Extracted entries:
[START]

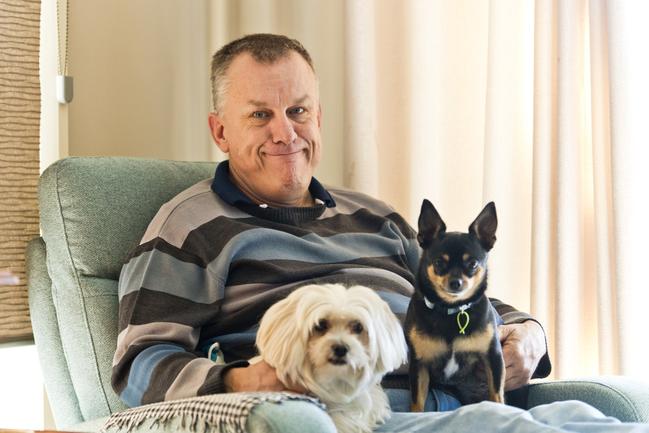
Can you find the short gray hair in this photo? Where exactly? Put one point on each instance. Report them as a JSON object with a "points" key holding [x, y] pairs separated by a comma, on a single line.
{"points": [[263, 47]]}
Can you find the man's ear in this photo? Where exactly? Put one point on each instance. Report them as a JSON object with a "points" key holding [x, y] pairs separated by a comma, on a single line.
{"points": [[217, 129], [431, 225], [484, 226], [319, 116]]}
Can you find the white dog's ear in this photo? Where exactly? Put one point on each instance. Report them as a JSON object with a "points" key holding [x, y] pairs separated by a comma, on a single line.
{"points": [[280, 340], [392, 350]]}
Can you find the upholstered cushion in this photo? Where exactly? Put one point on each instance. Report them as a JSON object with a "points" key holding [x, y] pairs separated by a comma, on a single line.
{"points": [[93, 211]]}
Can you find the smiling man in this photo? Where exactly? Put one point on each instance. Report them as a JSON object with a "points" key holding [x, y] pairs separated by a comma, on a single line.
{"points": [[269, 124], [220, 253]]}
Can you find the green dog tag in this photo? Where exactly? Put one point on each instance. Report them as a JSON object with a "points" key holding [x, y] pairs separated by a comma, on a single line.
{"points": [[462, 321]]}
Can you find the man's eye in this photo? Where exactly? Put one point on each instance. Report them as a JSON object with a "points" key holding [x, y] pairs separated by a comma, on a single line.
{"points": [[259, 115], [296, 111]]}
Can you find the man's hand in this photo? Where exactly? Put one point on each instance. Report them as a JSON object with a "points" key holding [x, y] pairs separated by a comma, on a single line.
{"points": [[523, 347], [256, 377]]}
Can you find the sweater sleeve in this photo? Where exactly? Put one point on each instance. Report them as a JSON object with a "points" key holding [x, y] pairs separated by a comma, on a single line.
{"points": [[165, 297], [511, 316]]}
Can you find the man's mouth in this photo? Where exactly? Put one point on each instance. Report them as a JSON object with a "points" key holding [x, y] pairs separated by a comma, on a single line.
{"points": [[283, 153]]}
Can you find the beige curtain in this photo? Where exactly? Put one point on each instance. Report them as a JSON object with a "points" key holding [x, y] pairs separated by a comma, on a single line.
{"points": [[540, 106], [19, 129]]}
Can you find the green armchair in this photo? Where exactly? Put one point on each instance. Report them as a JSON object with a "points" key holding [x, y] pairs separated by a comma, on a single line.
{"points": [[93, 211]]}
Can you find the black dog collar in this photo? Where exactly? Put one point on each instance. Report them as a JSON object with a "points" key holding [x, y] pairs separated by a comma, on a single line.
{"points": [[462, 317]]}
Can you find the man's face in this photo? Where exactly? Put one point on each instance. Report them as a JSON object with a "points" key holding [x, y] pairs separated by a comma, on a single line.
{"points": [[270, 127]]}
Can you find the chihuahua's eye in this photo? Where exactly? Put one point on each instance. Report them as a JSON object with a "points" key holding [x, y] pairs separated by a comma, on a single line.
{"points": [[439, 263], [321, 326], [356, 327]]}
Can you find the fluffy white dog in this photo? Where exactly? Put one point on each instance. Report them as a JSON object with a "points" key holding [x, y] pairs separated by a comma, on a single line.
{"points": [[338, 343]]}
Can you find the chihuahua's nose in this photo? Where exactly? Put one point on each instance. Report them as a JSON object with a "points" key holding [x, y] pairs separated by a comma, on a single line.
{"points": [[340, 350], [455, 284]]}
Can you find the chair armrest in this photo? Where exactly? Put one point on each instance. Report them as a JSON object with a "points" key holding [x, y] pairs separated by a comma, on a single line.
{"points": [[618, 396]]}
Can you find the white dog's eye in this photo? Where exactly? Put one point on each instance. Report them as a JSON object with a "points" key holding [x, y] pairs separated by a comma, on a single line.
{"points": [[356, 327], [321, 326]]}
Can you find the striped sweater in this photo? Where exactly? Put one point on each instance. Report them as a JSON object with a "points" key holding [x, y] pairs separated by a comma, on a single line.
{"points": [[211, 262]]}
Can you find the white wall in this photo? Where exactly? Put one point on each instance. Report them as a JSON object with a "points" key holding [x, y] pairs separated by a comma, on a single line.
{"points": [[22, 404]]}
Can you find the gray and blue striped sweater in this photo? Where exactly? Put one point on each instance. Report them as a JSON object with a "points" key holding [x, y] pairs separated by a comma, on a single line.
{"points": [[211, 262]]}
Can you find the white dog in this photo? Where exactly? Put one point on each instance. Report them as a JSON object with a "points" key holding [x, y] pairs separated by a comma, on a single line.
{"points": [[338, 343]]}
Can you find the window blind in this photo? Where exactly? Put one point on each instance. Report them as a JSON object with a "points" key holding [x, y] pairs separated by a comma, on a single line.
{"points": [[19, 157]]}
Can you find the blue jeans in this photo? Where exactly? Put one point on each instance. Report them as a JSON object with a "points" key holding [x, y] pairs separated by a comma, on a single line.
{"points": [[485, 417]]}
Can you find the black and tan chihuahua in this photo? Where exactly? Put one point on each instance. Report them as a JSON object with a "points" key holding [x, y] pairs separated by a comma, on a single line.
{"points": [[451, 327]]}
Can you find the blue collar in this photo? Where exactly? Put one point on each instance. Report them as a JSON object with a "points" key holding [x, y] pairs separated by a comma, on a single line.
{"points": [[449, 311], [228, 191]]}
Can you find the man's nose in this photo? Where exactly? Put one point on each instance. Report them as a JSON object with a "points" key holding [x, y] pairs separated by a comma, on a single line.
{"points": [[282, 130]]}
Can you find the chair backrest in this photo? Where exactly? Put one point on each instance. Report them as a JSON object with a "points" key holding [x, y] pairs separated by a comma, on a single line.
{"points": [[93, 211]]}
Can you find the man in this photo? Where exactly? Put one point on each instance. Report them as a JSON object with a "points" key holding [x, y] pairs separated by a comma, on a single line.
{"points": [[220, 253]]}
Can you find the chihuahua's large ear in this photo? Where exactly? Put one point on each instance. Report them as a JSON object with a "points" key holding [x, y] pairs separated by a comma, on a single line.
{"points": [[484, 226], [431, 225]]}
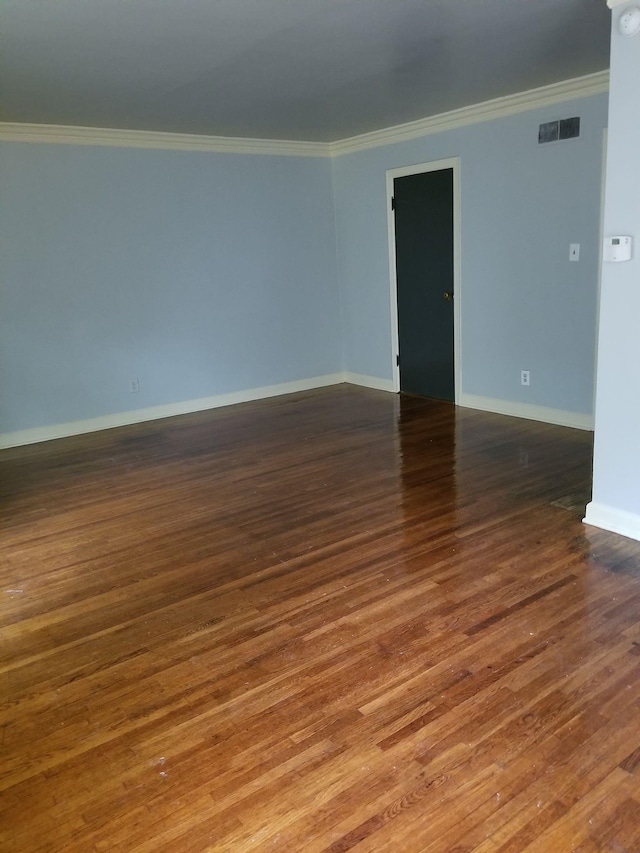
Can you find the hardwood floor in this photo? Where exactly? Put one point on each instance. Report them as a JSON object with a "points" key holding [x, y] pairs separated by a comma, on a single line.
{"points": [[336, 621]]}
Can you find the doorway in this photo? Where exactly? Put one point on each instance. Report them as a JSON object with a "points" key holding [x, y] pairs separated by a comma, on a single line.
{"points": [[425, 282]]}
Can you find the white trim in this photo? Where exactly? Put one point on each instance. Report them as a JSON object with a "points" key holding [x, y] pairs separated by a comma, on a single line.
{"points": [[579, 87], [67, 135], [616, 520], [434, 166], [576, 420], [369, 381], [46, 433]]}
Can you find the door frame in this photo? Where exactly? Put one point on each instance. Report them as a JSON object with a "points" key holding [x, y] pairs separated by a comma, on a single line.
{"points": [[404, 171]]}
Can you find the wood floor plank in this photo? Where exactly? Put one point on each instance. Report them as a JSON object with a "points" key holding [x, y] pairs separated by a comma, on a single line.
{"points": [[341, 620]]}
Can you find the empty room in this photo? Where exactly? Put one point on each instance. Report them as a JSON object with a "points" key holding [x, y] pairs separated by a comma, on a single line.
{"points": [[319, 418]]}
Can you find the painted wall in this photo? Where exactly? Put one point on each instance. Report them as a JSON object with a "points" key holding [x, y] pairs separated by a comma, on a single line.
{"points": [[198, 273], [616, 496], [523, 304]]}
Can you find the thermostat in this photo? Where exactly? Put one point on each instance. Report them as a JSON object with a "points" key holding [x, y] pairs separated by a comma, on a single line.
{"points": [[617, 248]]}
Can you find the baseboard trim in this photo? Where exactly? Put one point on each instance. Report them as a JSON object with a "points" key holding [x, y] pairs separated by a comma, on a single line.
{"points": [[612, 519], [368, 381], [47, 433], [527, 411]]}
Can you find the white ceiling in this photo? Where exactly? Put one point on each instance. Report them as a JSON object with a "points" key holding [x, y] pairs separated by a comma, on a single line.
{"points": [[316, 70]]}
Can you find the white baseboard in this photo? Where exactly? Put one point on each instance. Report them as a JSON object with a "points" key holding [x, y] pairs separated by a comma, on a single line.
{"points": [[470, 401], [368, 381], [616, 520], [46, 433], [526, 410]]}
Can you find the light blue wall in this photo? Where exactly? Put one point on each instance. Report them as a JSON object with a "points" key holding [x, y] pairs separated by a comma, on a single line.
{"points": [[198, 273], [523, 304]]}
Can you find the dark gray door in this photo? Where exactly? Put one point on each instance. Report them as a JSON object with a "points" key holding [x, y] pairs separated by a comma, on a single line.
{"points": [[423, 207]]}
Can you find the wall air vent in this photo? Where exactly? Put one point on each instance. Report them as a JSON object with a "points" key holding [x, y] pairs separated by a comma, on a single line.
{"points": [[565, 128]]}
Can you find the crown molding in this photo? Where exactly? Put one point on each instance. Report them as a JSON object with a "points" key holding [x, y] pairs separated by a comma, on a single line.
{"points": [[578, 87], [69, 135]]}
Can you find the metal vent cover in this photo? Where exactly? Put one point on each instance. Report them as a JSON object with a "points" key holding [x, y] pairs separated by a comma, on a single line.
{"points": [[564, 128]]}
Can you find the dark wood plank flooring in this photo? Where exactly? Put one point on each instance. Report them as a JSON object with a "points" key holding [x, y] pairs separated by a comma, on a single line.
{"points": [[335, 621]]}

[END]
[START]

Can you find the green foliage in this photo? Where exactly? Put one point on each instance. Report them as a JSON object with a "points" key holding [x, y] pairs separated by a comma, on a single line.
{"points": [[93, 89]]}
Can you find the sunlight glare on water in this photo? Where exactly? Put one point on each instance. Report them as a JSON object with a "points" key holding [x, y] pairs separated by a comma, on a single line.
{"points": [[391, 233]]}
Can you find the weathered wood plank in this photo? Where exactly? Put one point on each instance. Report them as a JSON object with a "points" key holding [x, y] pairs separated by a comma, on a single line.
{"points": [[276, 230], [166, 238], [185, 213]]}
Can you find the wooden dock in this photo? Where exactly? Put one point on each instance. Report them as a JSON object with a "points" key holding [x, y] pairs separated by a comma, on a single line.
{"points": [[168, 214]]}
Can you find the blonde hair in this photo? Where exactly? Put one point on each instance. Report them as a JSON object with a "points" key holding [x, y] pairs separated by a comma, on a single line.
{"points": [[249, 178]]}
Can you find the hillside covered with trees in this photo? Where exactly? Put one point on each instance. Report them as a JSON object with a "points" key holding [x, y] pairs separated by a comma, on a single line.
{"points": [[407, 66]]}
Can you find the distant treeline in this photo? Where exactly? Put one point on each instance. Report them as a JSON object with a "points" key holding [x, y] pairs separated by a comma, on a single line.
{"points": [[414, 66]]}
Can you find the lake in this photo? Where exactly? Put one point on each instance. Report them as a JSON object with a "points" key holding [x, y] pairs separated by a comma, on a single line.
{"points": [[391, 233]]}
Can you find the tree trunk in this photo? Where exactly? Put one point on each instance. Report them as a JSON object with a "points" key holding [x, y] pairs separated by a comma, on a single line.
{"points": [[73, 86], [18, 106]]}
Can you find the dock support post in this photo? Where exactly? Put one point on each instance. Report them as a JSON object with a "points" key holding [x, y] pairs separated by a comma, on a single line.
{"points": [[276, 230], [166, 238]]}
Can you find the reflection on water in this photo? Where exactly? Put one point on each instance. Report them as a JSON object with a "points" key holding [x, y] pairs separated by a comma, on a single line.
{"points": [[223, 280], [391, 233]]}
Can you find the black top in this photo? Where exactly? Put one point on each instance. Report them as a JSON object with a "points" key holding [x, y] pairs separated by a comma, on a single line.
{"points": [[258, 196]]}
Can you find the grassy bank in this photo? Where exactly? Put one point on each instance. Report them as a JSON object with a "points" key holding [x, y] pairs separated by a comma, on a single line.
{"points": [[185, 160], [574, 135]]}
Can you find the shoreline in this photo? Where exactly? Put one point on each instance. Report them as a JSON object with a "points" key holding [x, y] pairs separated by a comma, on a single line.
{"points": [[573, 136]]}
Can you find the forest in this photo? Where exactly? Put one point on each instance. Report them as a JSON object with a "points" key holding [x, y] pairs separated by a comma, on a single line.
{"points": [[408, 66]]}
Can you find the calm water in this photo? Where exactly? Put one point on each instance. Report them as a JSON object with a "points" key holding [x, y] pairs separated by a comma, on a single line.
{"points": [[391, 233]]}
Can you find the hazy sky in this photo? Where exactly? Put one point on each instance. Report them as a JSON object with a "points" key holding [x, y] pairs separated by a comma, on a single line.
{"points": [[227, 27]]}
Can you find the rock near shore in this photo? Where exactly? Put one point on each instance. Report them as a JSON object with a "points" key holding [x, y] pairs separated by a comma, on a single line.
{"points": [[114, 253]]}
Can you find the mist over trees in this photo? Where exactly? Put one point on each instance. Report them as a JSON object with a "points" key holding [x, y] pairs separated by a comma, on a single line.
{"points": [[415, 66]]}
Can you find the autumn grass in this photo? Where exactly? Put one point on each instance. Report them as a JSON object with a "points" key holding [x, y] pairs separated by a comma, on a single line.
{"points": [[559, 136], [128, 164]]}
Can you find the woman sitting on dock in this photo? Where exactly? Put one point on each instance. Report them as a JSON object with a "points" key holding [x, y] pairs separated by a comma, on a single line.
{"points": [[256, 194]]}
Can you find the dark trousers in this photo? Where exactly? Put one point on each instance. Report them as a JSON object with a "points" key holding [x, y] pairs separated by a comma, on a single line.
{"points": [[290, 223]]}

[END]
[START]

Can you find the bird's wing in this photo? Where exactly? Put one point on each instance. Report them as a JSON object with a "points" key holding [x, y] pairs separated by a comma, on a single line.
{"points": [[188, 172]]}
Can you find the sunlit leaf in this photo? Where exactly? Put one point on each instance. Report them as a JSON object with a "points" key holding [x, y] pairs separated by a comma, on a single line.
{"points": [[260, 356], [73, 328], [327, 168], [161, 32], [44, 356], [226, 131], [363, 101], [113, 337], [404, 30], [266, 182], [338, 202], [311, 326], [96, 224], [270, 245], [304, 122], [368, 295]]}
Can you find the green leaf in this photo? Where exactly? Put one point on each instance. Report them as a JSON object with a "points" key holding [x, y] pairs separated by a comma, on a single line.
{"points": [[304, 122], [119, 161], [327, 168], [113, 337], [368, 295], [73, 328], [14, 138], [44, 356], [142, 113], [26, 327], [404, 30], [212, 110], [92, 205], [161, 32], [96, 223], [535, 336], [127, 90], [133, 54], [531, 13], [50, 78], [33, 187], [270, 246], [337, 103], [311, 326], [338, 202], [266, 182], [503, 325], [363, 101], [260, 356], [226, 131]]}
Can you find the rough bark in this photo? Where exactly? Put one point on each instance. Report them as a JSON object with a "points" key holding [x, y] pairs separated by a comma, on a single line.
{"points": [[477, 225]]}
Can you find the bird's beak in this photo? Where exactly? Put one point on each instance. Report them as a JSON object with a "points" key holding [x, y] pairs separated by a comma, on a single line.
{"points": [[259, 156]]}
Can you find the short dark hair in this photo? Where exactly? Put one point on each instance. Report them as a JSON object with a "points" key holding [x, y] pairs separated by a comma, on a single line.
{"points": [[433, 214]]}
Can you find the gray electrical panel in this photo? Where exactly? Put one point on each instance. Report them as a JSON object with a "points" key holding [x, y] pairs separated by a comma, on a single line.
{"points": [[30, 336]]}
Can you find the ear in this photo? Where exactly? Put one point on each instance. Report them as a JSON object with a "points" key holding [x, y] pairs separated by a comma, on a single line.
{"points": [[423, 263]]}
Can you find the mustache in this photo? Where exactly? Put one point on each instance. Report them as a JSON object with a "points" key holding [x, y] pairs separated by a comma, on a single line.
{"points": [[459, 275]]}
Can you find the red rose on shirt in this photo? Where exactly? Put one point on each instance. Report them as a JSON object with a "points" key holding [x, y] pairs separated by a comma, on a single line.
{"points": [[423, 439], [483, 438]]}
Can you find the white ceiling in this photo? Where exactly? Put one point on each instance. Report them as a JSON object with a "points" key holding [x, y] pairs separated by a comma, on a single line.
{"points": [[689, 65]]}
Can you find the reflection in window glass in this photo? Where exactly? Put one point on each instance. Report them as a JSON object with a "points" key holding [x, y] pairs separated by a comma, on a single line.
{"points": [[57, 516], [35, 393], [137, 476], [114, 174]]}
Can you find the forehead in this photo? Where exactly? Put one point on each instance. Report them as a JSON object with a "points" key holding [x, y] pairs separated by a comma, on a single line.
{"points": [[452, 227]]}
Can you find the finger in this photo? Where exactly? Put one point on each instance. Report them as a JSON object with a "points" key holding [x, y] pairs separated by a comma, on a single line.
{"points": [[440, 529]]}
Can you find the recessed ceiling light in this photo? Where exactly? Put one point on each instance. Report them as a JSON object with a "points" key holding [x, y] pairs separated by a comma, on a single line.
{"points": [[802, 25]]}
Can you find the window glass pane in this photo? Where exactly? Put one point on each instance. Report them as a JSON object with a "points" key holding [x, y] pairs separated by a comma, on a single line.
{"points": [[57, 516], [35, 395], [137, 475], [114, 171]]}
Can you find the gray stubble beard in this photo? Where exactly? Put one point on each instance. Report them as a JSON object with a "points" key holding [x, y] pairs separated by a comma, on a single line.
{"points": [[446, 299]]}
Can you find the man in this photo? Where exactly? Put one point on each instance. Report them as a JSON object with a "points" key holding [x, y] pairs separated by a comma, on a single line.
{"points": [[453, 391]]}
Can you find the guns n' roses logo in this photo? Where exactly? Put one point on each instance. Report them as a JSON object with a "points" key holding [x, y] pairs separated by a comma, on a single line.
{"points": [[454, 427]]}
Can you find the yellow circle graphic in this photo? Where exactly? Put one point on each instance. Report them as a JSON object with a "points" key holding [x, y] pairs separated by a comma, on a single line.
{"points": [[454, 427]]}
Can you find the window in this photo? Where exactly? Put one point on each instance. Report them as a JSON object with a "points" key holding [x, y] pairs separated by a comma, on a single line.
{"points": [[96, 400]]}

[END]

Exercise brief: Report each line in the records above that contains the word "cushion", copying every such line in full.

Solved exercise:
Can you find the upholstered cushion in this photo? Where exactly? Put one point on each instance. Report them as a JSON object with a "points" key holding [x, y] pairs separated by a comma, on a single line.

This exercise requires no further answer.